**Exercise objective:**
Will you set down all of the entries below line for line, with no changes, and leave the pictures out?

● ● ● ● ●

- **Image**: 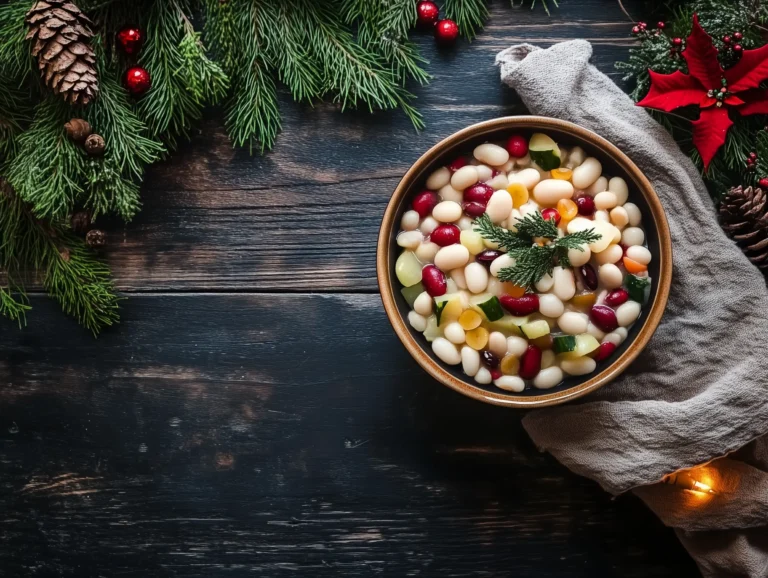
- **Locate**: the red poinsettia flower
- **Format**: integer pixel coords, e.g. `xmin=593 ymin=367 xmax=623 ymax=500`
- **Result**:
xmin=637 ymin=14 xmax=768 ymax=170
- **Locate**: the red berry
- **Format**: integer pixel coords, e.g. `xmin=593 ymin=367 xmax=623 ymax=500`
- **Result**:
xmin=541 ymin=209 xmax=560 ymax=225
xmin=411 ymin=190 xmax=439 ymax=219
xmin=448 ymin=157 xmax=467 ymax=173
xmin=605 ymin=289 xmax=629 ymax=307
xmin=593 ymin=341 xmax=616 ymax=361
xmin=429 ymin=225 xmax=461 ymax=247
xmin=499 ymin=293 xmax=539 ymax=317
xmin=576 ymin=195 xmax=595 ymax=217
xmin=507 ymin=134 xmax=528 ymax=159
xmin=421 ymin=265 xmax=448 ymax=297
xmin=592 ymin=304 xmax=619 ymax=333
xmin=518 ymin=345 xmax=541 ymax=379
xmin=464 ymin=183 xmax=493 ymax=205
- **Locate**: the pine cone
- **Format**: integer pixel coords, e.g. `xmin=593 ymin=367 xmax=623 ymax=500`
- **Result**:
xmin=720 ymin=187 xmax=768 ymax=270
xmin=26 ymin=0 xmax=99 ymax=105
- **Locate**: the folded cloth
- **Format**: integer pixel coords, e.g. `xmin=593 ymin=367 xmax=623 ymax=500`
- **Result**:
xmin=496 ymin=40 xmax=768 ymax=577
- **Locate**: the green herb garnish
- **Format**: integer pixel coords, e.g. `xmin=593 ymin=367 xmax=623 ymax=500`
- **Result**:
xmin=474 ymin=211 xmax=602 ymax=287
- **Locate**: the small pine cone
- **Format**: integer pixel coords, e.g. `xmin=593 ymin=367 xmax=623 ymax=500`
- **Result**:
xmin=720 ymin=187 xmax=768 ymax=270
xmin=85 ymin=133 xmax=107 ymax=157
xmin=26 ymin=0 xmax=99 ymax=105
xmin=64 ymin=118 xmax=93 ymax=144
xmin=85 ymin=229 xmax=107 ymax=249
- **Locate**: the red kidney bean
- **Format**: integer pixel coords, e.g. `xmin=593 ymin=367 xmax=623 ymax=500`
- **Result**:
xmin=429 ymin=224 xmax=461 ymax=247
xmin=411 ymin=190 xmax=439 ymax=219
xmin=541 ymin=209 xmax=560 ymax=225
xmin=576 ymin=195 xmax=595 ymax=217
xmin=605 ymin=288 xmax=629 ymax=307
xmin=421 ymin=265 xmax=448 ymax=297
xmin=579 ymin=263 xmax=597 ymax=291
xmin=589 ymin=305 xmax=619 ymax=333
xmin=593 ymin=341 xmax=616 ymax=361
xmin=499 ymin=293 xmax=539 ymax=316
xmin=464 ymin=203 xmax=485 ymax=218
xmin=464 ymin=183 xmax=493 ymax=205
xmin=518 ymin=345 xmax=541 ymax=379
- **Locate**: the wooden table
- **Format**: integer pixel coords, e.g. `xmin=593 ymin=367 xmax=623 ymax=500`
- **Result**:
xmin=0 ymin=0 xmax=697 ymax=578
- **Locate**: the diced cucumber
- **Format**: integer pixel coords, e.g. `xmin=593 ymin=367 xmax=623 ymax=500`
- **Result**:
xmin=520 ymin=319 xmax=549 ymax=339
xmin=560 ymin=333 xmax=600 ymax=359
xmin=624 ymin=275 xmax=652 ymax=305
xmin=552 ymin=335 xmax=576 ymax=353
xmin=400 ymin=281 xmax=424 ymax=308
xmin=528 ymin=132 xmax=560 ymax=171
xmin=469 ymin=293 xmax=504 ymax=321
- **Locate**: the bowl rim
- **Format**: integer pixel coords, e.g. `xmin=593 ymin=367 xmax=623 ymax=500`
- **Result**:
xmin=376 ymin=115 xmax=672 ymax=409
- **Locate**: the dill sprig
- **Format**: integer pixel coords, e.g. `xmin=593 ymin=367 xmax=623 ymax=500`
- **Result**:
xmin=474 ymin=212 xmax=601 ymax=287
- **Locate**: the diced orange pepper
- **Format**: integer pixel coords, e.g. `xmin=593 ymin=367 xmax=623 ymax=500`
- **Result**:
xmin=624 ymin=257 xmax=648 ymax=273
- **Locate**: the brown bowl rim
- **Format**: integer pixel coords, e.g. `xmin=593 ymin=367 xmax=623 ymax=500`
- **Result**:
xmin=376 ymin=116 xmax=672 ymax=409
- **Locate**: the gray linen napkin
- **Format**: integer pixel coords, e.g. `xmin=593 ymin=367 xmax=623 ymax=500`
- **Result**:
xmin=496 ymin=40 xmax=768 ymax=577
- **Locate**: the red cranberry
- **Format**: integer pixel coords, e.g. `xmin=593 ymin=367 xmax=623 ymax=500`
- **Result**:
xmin=499 ymin=293 xmax=539 ymax=316
xmin=429 ymin=225 xmax=461 ymax=247
xmin=411 ymin=190 xmax=439 ymax=219
xmin=518 ymin=345 xmax=541 ymax=379
xmin=605 ymin=289 xmax=629 ymax=307
xmin=448 ymin=157 xmax=467 ymax=173
xmin=593 ymin=341 xmax=616 ymax=361
xmin=421 ymin=265 xmax=448 ymax=297
xmin=576 ymin=195 xmax=595 ymax=217
xmin=541 ymin=209 xmax=560 ymax=225
xmin=507 ymin=134 xmax=528 ymax=159
xmin=464 ymin=183 xmax=493 ymax=205
xmin=579 ymin=263 xmax=597 ymax=291
xmin=464 ymin=203 xmax=485 ymax=218
xmin=589 ymin=305 xmax=619 ymax=333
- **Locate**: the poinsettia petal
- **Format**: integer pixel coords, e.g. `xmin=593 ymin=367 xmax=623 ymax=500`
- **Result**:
xmin=725 ymin=44 xmax=768 ymax=92
xmin=637 ymin=70 xmax=707 ymax=112
xmin=692 ymin=106 xmax=733 ymax=170
xmin=682 ymin=14 xmax=723 ymax=89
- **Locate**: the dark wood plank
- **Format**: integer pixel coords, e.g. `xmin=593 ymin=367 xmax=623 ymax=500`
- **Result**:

● ● ● ● ●

**Output:**
- **Image**: 
- **Locate**: the red poinsettia flower
- **Format**: integer pixel coords, e.g. `xmin=593 ymin=367 xmax=623 ymax=500`
- **Result**:
xmin=637 ymin=14 xmax=768 ymax=170
- **Locate**: the red berry
- **Format**: integer pixel coords, e.g. `xmin=593 ymin=367 xmax=623 ymax=500`
- **Result**:
xmin=541 ymin=209 xmax=560 ymax=225
xmin=411 ymin=190 xmax=439 ymax=219
xmin=448 ymin=157 xmax=467 ymax=173
xmin=605 ymin=289 xmax=629 ymax=307
xmin=593 ymin=341 xmax=616 ymax=361
xmin=429 ymin=225 xmax=461 ymax=247
xmin=499 ymin=293 xmax=539 ymax=317
xmin=576 ymin=195 xmax=595 ymax=217
xmin=507 ymin=134 xmax=528 ymax=159
xmin=421 ymin=265 xmax=448 ymax=297
xmin=592 ymin=304 xmax=619 ymax=333
xmin=518 ymin=345 xmax=541 ymax=379
xmin=464 ymin=183 xmax=493 ymax=205
- **Locate**: the pine cone
- **Format**: integer pixel coords, e.g. `xmin=593 ymin=367 xmax=623 ymax=500`
- **Result**:
xmin=720 ymin=187 xmax=768 ymax=270
xmin=26 ymin=0 xmax=99 ymax=105
- **Locate**: the folded cloth
- **Format**: integer pixel coords, e.g. `xmin=593 ymin=367 xmax=623 ymax=500`
- **Result**:
xmin=496 ymin=40 xmax=768 ymax=577
- **Locate**: the green herb garnish
- **Format**: integer pixel coords, e.g. `xmin=593 ymin=367 xmax=623 ymax=500`
- **Result**:
xmin=474 ymin=211 xmax=602 ymax=287
- **Locate**: the small pine cone
- **Format**: integer pixel coords, e.g. `xmin=593 ymin=367 xmax=623 ymax=500`
- **Result**:
xmin=720 ymin=187 xmax=768 ymax=270
xmin=85 ymin=133 xmax=107 ymax=157
xmin=26 ymin=0 xmax=99 ymax=105
xmin=64 ymin=118 xmax=93 ymax=144
xmin=85 ymin=229 xmax=107 ymax=249
- **Locate**: the red kidney bean
- **Format**: integer pixel coords, e.g. `xmin=593 ymin=367 xmax=623 ymax=500`
- **Result**:
xmin=429 ymin=224 xmax=461 ymax=247
xmin=411 ymin=190 xmax=439 ymax=219
xmin=541 ymin=209 xmax=560 ymax=225
xmin=576 ymin=195 xmax=595 ymax=217
xmin=605 ymin=288 xmax=629 ymax=307
xmin=421 ymin=265 xmax=448 ymax=297
xmin=579 ymin=263 xmax=597 ymax=291
xmin=589 ymin=305 xmax=619 ymax=333
xmin=593 ymin=341 xmax=616 ymax=361
xmin=499 ymin=293 xmax=539 ymax=316
xmin=464 ymin=203 xmax=485 ymax=218
xmin=464 ymin=183 xmax=493 ymax=205
xmin=518 ymin=345 xmax=541 ymax=379
- **Locate**: the wooden table
- **Format**: integer pixel coords, e.g. `xmin=593 ymin=367 xmax=623 ymax=500`
- **Result**:
xmin=0 ymin=0 xmax=697 ymax=578
- **Locate**: the diced cucumber
- **Format**: integer pixel coords, e.g. `xmin=593 ymin=367 xmax=623 ymax=500`
- **Result**:
xmin=520 ymin=319 xmax=549 ymax=339
xmin=560 ymin=333 xmax=600 ymax=359
xmin=624 ymin=275 xmax=652 ymax=305
xmin=552 ymin=335 xmax=576 ymax=353
xmin=400 ymin=281 xmax=424 ymax=308
xmin=528 ymin=132 xmax=560 ymax=171
xmin=469 ymin=293 xmax=504 ymax=321
- **Locate**: the bowl rim
- **Format**: integer pixel coords, e.g. `xmin=593 ymin=367 xmax=623 ymax=500`
- **Result**:
xmin=376 ymin=115 xmax=672 ymax=409
- **Locate**: the dill sprig
- **Format**: integer pixel coords, e.g. `xmin=593 ymin=367 xmax=623 ymax=500`
- **Result**:
xmin=474 ymin=212 xmax=601 ymax=287
- **Locate**: the diced orange pepper
- **Format**: integer pixel coords, e.g. `xmin=593 ymin=367 xmax=623 ymax=500`
- **Result**:
xmin=624 ymin=257 xmax=648 ymax=273
- **Locate**: the brown bowl rim
- **Format**: integer pixel coords, e.g. `xmin=593 ymin=367 xmax=623 ymax=500`
- **Result**:
xmin=376 ymin=116 xmax=672 ymax=409
- **Locate**: the gray linen napkin
- **Format**: integer pixel coords, e.g. `xmin=593 ymin=367 xmax=623 ymax=500`
- **Result**:
xmin=496 ymin=40 xmax=768 ymax=577
- **Locate**: the red cranberry
- **Format**: integer pixel coords, e.g. `xmin=593 ymin=367 xmax=623 ymax=500`
- **Result**:
xmin=499 ymin=293 xmax=539 ymax=316
xmin=429 ymin=225 xmax=461 ymax=247
xmin=411 ymin=190 xmax=439 ymax=219
xmin=518 ymin=345 xmax=541 ymax=379
xmin=605 ymin=289 xmax=629 ymax=307
xmin=448 ymin=157 xmax=467 ymax=173
xmin=593 ymin=341 xmax=616 ymax=361
xmin=421 ymin=265 xmax=448 ymax=297
xmin=576 ymin=195 xmax=595 ymax=217
xmin=541 ymin=209 xmax=560 ymax=225
xmin=507 ymin=134 xmax=528 ymax=159
xmin=464 ymin=183 xmax=493 ymax=205
xmin=579 ymin=263 xmax=597 ymax=291
xmin=464 ymin=203 xmax=485 ymax=218
xmin=589 ymin=305 xmax=619 ymax=333
- **Locate**: the poinsettia petal
- **Format**: integer pixel coords, e.g. `xmin=593 ymin=367 xmax=623 ymax=500`
- **Result**:
xmin=725 ymin=44 xmax=768 ymax=92
xmin=637 ymin=70 xmax=707 ymax=112
xmin=692 ymin=106 xmax=733 ymax=170
xmin=682 ymin=14 xmax=723 ymax=89
- **Locate**: the dark wood plank
- **Format**: integer pixel coords, e.g. `xmin=593 ymin=367 xmax=623 ymax=500`
- **Result**:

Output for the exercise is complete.